-------- Page text --------

Using Naive Bayes Theorem to label data

Today I am going to write off-topic about using Naive Bayes algorithm for record classification. This is a supervised category of an algorithm. Which means we train the algorithm with given input records with known labels, make model and then apply the created model on unknown records to correctly classify them in given category.

Since examples are the best to get familiar with any new algorithm. Let's begin with an example dataset. I have used the dataset from this source since I could not come up with ideal dataset which could be apt to explain the algorithm in logical and clear way.

Outlook Temperature Humidity Wind To play
sunny hot high false no
sunny hot high true no
overcast hot high false yes
rainy mild high false yes
rainy cool normal false yes
rainy cool normal true no
overcast cool normal true yes
sunny mild high false no
sunny cool normal false yes
rainy mild normal false yes
sunny mild normal true yes
overcast mild high true yes
overcast hot normal false yes
rainy mild high true no

Listed above is the training dataset. Given the parameters

  1. Outlook
  2. Temperature
  3. Humidity
  4. Wind

every record is classified with two labels. To play outside or not. Now this is a training dataset. So far so good. Suppose you're given following dataset which has unknown label and your task is to use training dataset and Naive Bayes algorithm to compute label for an unknown record.

Outlook Temperature Humidity Wind To play
sunny cool high true ?

To make actual classification, let's see how Naive Bayes algorithm looks like :


P(event1/event2) = (P(event2/event1) * P(event1))/(P(event2))

Let's look at individual parameters first,



P(event1) - Independent probability of event1, also called as a prior probability

P(event2) - Independent probability of event2

P(event1/event2) - Conditional probability that event1 will happen given the event 2. Posterior probability which is the main probability in question given the list of training dataset and conditions

P(event2/event1) - Conditional probability that event2 will happen given the event 1. This is also called as a likelihood that event2 will happen given the event1

Let's begin. For the given record we have two possibilities of outcome. To play = "yes" or To play = "no". To choose which value to take, we will compute following two probabilities and compare them. Whichever is higher, we will go with that verdict.


P(yes/(sunny/cool/high/true)) and P(no/(sunny/cool/high/true))

Since we have 4 parameters to consider in the given dataset,we will need to compute 4 intermediate probabilities for each verdict.

Probabilities


P(yes/(sunny/cool/high/true)) = P(yes) * P(sunny/yes) * P(cool/yes) * P(high/yes) * P(true/yes)

// Similarly
P(no/(sunny/cool/high/true)) = P(no) * P(sunny/no) * P(cool/no) * P(high/no) * P(true/no)

Now how do we calculate these intermediate probabilities? Ride along!

  • First we will calculate P(yes) and P(no). Notice there are total 14 records out of which 5 say "no" and remaining 9 say "yes". Given this information,

P(no) = 5 / 14 = 0.36
P(yes) = 9 / 14 = 0.64

We got two of the above unknown probabilities. Let's move on

  • To get the value of P(sunny/yes), count the number of records which have label saying "yes". Out of these records, again count the number of records for which outlook says "sunny".

-------- Raw data --------

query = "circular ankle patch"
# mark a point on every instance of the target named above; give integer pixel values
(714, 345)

--------

> _Stated exercise_:
Please copy the Naive Bayes article above word for word, from "P(yes/(sunny/cool/high/true)) = P(yes)" up to and including "probabilities? Ride along!".

> _Result for this exercise_:
P(yes/(sunny/cool/high/true)) = P(yes) * P(sunny/yes) * P(cool/yes) * P(high/yes) * P(true/yes)

// Similarly
P(no/(sunny/cool/high/true)) = P(no) * P(sunny/no) * P(cool/no) * P(high/no) * P(true/no)

Now how do we calculate these intermediate probabilities? Ride along!